Records from a point labeling set
--------------------------------------------------
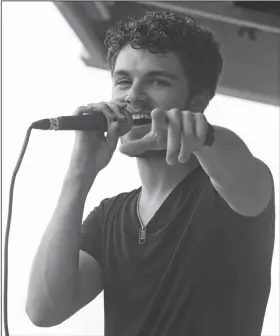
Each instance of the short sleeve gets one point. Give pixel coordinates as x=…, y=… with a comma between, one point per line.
x=91, y=233
x=251, y=238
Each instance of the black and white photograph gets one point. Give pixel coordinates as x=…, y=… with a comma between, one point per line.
x=140, y=168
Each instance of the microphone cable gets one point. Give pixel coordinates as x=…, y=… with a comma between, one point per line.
x=6, y=254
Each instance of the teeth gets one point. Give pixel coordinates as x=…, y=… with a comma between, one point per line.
x=139, y=116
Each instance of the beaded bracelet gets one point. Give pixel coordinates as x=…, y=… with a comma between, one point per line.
x=210, y=136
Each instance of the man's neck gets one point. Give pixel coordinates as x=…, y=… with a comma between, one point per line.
x=159, y=179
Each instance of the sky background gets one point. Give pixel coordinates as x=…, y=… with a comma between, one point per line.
x=43, y=77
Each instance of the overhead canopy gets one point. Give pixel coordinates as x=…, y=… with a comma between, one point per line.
x=249, y=33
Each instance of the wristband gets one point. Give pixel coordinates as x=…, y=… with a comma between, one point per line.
x=210, y=136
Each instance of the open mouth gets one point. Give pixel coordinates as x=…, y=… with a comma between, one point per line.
x=141, y=122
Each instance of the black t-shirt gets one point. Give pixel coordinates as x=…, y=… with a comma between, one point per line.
x=205, y=270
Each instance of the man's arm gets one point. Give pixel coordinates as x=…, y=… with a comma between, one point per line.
x=242, y=180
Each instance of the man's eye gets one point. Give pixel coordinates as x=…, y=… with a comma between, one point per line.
x=160, y=82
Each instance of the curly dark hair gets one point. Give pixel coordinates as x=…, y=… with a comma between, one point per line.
x=162, y=32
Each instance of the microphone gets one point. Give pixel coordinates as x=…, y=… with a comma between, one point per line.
x=86, y=122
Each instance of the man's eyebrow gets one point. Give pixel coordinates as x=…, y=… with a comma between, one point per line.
x=120, y=73
x=154, y=73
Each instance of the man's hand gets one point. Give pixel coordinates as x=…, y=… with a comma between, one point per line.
x=179, y=132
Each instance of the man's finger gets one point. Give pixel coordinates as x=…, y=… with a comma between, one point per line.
x=159, y=120
x=136, y=147
x=174, y=135
x=188, y=134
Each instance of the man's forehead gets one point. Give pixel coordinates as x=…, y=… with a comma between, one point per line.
x=144, y=63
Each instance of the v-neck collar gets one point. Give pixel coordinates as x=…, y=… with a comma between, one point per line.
x=183, y=184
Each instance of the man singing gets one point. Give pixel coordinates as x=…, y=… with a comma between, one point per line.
x=189, y=252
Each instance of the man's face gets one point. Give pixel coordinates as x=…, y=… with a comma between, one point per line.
x=148, y=81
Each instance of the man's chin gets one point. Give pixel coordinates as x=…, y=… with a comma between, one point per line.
x=149, y=154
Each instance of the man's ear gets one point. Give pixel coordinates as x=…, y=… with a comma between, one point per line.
x=199, y=102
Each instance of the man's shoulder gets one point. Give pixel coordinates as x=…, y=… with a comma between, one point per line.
x=111, y=204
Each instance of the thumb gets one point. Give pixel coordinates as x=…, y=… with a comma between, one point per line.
x=112, y=135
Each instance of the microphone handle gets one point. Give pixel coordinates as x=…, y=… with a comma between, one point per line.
x=86, y=122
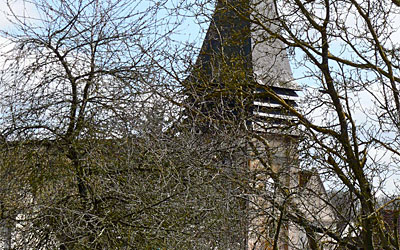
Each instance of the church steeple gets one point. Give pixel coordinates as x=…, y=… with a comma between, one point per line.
x=237, y=60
--------------------------------------------------
Nothing in the entries should change as you copy them, except that the pictures are left out.

Each instance of the short sleeve gets one point. Give pixel coordinates as x=…, y=… with a comma between, one point per line.
x=91, y=233
x=251, y=238
Each instance of the black and white photograph gets one point. Give pixel coordinates as x=…, y=… with a comma between, one point per line.
x=140, y=168
Each instance of the microphone cable gets one point. Give pixel coordinates as x=…, y=… with a comma between, one point per line.
x=6, y=254
Each instance of the teeth gets one point. Give pixel coordinates as x=…, y=… with a comma between, one point per line.
x=139, y=116
Each instance of the beaded bracelet gets one point. Give pixel coordinates as x=…, y=… with a comma between, one point per line.
x=210, y=136
Each instance of the man's neck gets one point. Give pixel coordinates as x=…, y=… with a comma between, one point per line.
x=159, y=179
Each instance of the sky background gets one point. Give pixel coordinates as x=…, y=… with a comma between, one point per line.
x=43, y=77
Each instance of the overhead canopy gets one point. Give pixel coordinates as x=…, y=… with a comma between, one point per line.
x=249, y=33
Each instance of the wristband gets one point. Give pixel coordinates as x=…, y=… with a comma between, one point per line.
x=210, y=136
Each instance of the open mouth gets one point. Give pixel coordinates as x=…, y=… with a comma between, one point per line.
x=141, y=122
Each instance of the black t-shirt gets one point. Give pixel coordinates as x=…, y=… with a comma between, one point per line.
x=205, y=270
Each instance of the man's arm gets one point. Give pixel coordinates as x=…, y=… with a comma between, one point per line.
x=242, y=180
Each instance of the man's eye gets one point. Give pixel coordinates as x=…, y=… with a comma between, one point per line.
x=160, y=82
Each instance of the curly dark hair gets one point. Give pixel coordinates as x=…, y=… with a comma between, one point per line.
x=162, y=32
Each instance of the microphone gets one point. Give pixel coordinates as x=…, y=… with a comma between, one point per line.
x=86, y=122
Each instance of the man's eyebrow gets one point. Give pixel coordinates as x=…, y=… with a comma between, one point per line.
x=120, y=73
x=154, y=73
Each instance of the man's hand gets one point. Give pixel coordinates as x=…, y=… with a comma between, one point per line.
x=179, y=132
Each instance of the man's finger gets one point. Give pixel coordinates as x=…, y=… with a comma between, one point per line.
x=159, y=120
x=136, y=147
x=174, y=135
x=188, y=134
Each instance of the man's forehead gets one point. Give pixel coordinates as x=…, y=… with a comma between, one point per line.
x=144, y=63
Each instance of the v-neck collar gets one point. Give pixel coordinates as x=…, y=… with a comma between, one point per line.
x=183, y=184
Each instance of the man singing gets one point. Give pixel coordinates as x=…, y=… with a comma between, one point per line.
x=189, y=252
Each instance of the man's face gets one point. Give pixel coordinates as x=…, y=… with a comma between, one point per line.
x=148, y=81
Each instance of the man's chin gets one point. Give pixel coordinates as x=…, y=… with a comma between, one point per line.
x=149, y=154
Each instance of the man's ear gets one point. Give pixel coordinates as x=…, y=… with a comma between, one point per line.
x=199, y=102
Each instance of the man's shoulder gets one point. Give pixel coordinates as x=…, y=… with a comma between, one point per line.
x=111, y=204
Each instance of the thumb gets one point. Give pixel coordinates as x=…, y=… with a comma between, one point per line.
x=112, y=135
Each instance of the microphone handle gets one point. Give pixel coordinates as x=…, y=… with a comma between, one point per line.
x=86, y=122
Each instance of the church steeple gets one point. Give pixel coordinates as x=…, y=… with a comma between, one point per line.
x=237, y=60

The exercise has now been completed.